--- Start Entries supplied ---

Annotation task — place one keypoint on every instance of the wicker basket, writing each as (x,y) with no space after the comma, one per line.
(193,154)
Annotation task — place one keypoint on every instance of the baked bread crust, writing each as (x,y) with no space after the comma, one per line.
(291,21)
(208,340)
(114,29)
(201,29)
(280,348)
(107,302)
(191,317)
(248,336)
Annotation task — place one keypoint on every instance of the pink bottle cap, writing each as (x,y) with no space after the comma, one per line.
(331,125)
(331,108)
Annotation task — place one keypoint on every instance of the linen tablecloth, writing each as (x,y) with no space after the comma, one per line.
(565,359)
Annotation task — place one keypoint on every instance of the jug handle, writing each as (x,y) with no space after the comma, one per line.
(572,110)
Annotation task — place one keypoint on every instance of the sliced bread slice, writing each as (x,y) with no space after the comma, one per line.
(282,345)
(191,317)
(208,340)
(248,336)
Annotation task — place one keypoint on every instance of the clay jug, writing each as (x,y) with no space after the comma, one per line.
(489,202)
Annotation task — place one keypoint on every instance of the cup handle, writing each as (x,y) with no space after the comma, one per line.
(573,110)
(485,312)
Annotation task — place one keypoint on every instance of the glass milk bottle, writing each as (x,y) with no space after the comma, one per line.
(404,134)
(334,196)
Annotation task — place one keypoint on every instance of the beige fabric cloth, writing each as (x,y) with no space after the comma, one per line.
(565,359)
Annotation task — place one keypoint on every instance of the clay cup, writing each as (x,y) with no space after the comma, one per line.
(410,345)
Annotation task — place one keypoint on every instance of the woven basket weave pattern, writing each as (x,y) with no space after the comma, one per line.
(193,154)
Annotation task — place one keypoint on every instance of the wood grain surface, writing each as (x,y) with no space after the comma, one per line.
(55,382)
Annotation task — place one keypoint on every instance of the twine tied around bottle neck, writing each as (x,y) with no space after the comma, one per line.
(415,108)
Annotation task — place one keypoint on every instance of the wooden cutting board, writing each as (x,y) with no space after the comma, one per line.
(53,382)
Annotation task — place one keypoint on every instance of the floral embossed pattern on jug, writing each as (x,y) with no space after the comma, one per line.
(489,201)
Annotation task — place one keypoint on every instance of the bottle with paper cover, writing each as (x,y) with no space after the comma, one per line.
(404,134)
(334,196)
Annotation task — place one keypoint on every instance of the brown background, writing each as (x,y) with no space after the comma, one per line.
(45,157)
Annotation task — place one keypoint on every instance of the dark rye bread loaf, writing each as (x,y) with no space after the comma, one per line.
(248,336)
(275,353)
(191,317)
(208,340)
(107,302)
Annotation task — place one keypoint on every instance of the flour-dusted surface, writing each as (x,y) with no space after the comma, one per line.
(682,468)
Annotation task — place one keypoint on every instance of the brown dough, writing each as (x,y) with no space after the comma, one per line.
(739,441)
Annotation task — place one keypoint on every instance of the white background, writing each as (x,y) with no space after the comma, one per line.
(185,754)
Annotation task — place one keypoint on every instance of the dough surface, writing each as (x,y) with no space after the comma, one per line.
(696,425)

--- End Entries supplied ---

Objective: Copy out the whole listing, exactly as written.

Reply to the exercise:
Annotation task — place one keypoint on every instance of the wicker basket, writing each as (x,y) with no space after the comma, one per line.
(193,154)
Annotation task — place one keypoint on every instance of the baked bread crust, writing each as (x,y) with no space after the comma, one per line.
(291,21)
(208,340)
(114,29)
(201,29)
(280,348)
(107,302)
(191,317)
(248,336)
Annotation task — place one keypoint on every instance of the pink bottle cap, writing each as (x,y) with no space after the comma, one per line.
(331,125)
(331,108)
Annotation task — place one keypoint on every instance of the linen tablecloth, writing each as (x,y) with no space after the comma, one per line.
(565,359)
Annotation task — place one keypoint on every instance of the jug handle, writing each as (x,y) with no space after the comma, one per line.
(572,110)
Annotation task — place one keypoint on every instance of the sliced bread slice, writing each as (x,y) with no space after the comma, one per line.
(282,345)
(191,317)
(208,340)
(248,336)
Annotation task — place one keypoint on every instance of the clay jug, writing each as (x,y) with no space after the comma, one per line.
(489,202)
Annotation task — place one keypoint on every instance of the cup handle, writing each as (x,y) with no space after the comma, one per line.
(573,110)
(485,312)
Annotation task — place one keypoint on every instance of the glass milk bottle, writing each as (x,y) with no space after the comma, one per line.
(404,134)
(334,196)
Annotation task — place one keypoint on every instance of the beige fabric cloth, writing each as (x,y) with no space after the comma, one per line.
(565,359)
Annotation task — place one keypoint on every instance of the clay cup, writing each as (x,y) with no space after the comma, one per line.
(410,345)
Annotation task — place one keypoint on every instance of the woven basket weave pattern, writing each as (x,y) with no space after the comma, one per line.
(193,154)
Annotation task — place one keypoint on every instance of the wood grain surface, writing each as (x,y) with no space after the comma, one per line.
(55,382)
Annotation task — place one keypoint on every instance of the twine tied around bottle neck, writing each as (x,y) with no space after the comma, one per line.
(415,108)
Annotation task — place one keypoint on every instance of the wooden cutting board, writing each as (x,y) with no space after the comma, one per line.
(53,382)
Annotation task — place one keypoint on every instance of the floral embossed pattern on jug, writing each as (x,y) with no space after the comma, one per line.
(489,201)
Annotation task — place one keypoint on every instance of the bottle with paper cover, writing each as (x,y) with no space after the comma, one per line.
(404,134)
(334,196)
Annotation task — place one keypoint on every instance of the brown background, writing each as (x,y) with no space after the comma, one per line.
(45,157)
Annotation task — place one keypoint on every instance of the dark rye bread loaf, writing each as (x,y) with no space after the comma, one per line.
(248,336)
(275,353)
(191,317)
(208,340)
(107,302)
Annotation task — place one keypoint on every instance of the flour-dusted surface, writing each as (x,y) with no space after the comma, one per line.
(682,468)
Annotation task — place one keypoint on every instance of the brown dough, writing each as (x,y) with no space after the comma, one per line.
(739,441)
Annotation task — place one keypoint on every instance of the white background, writing each as (x,y) with no space after the comma, one per line.
(185,754)
Annotation task — place one keypoint on every instance of the dough surface, writing each as (x,y) with no space after the comma, one per line.
(696,425)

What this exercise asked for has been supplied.